Work task: When you copy the entries, keep every word exactly as it stands.
##########
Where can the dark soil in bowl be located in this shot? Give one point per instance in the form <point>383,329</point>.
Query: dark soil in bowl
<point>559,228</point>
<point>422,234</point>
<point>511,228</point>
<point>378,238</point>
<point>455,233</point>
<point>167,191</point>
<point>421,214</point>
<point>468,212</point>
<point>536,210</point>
##########
Answer space:
Where can the dark soil in bowl be located in this shot? Give one point per instance in the form <point>383,329</point>.
Query: dark soil in bowl
<point>559,228</point>
<point>422,234</point>
<point>511,228</point>
<point>378,238</point>
<point>455,233</point>
<point>167,191</point>
<point>421,214</point>
<point>468,212</point>
<point>536,210</point>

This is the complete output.